**Document segment:**
----------------

The God we worship is not a lonely God. Rather, the Christian conception of God is that God is also a social Being. God also exists as a Community. What do I mean by this? We worship one God in three persons. We define this one God as a community of three persons: Father, Son and Holy Spirit, all of them bound together in a fellowship of love. There are not three Gods but one God. Though the Father, Son and Holy Spirit are distinct from one another, they are said to be one not only because the three share one divine nature, but that they are so united by a great bond of equality, mutuality and love that there is no conflict, inequality or injustice in that community we call the Trinity. They are “one” in love. As theologian Leonardo Boff says about the Trinity: “Each Person lives from the other, with the other, through the other, and for the other Person.”

But God is not just a Community unto himself. God also establishes community, he establishes fellowship with us; we are especially created so as to reflect in our lives the very the life of the community of God we call the Trinity. God created us to live from one another, with one another, through one another and for each other.

The primary act of the Christian Church is the gathering of the community around the Lord’s Table. When we gather for the Eucharist in the spirit of charity, our community becomes the very image of God who is a Community of love.  In the Eucharist, we find the true expression of our humanity. Here around this Table, we find our very identity as one who does not live in loneliness, but one whose identity is to be found in communion with God and in community with one another. And from this faithful gathering, we go out to the world and we make, we create community, we establish fellowships of love, so that no one in the world would suffer because of loneliness. What we can offer the lonely world is community. The Church’s gift to the world is community, the antidote, the medicine to what Mother Teresa called the “poverty of loneliness.”

----------------

**Your instructions:**
Answer these questions on the passage about the Trinity and community:
1. Which three persons make up the one God?
2. What does the passage call the primary act of the Christian Church?
3. What phrase of Mother Teresa's names the condition that community remedies?
The items are not needed for work on this text.

----------------

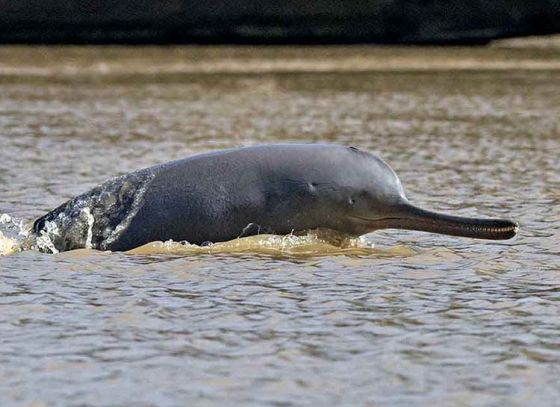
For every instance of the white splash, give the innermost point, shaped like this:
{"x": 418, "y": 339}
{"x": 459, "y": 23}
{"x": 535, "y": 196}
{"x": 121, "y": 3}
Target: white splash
{"x": 90, "y": 220}
{"x": 7, "y": 245}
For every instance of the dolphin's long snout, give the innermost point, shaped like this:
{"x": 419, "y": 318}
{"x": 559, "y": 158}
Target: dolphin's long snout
{"x": 414, "y": 218}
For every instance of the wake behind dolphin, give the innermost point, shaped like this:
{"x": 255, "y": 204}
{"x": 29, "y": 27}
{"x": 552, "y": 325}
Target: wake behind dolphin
{"x": 219, "y": 196}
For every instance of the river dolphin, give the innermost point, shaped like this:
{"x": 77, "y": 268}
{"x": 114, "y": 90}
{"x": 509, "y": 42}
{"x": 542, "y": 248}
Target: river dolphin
{"x": 222, "y": 195}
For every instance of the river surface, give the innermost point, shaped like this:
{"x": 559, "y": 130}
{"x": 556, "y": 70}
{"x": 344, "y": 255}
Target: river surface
{"x": 419, "y": 319}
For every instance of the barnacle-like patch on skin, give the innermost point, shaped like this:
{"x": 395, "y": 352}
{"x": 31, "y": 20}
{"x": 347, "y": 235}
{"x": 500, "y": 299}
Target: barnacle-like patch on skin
{"x": 95, "y": 218}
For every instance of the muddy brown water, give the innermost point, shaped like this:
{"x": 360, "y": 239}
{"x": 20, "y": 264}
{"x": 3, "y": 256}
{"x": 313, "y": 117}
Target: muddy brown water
{"x": 419, "y": 319}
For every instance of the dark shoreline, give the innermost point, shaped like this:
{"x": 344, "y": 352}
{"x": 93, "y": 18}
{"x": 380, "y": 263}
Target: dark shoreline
{"x": 435, "y": 22}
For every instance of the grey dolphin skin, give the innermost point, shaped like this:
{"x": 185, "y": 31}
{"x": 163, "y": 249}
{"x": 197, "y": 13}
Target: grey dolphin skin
{"x": 219, "y": 196}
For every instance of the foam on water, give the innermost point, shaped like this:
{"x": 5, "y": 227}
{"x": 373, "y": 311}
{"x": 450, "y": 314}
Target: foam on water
{"x": 14, "y": 234}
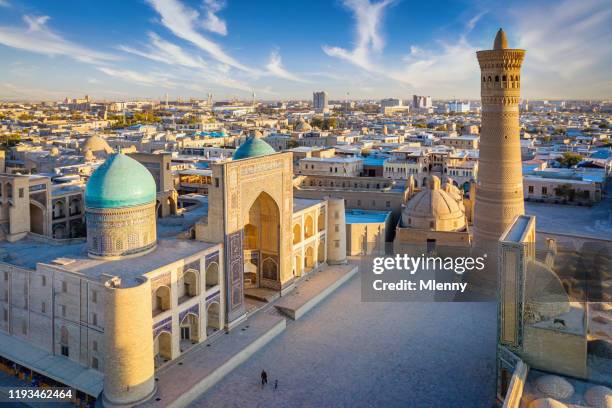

----------------

**Worked solution:**
1. Father, Son and Holy Spirit.
2. The gathering of the community around the Lord's Table.
3. The "poverty of loneliness."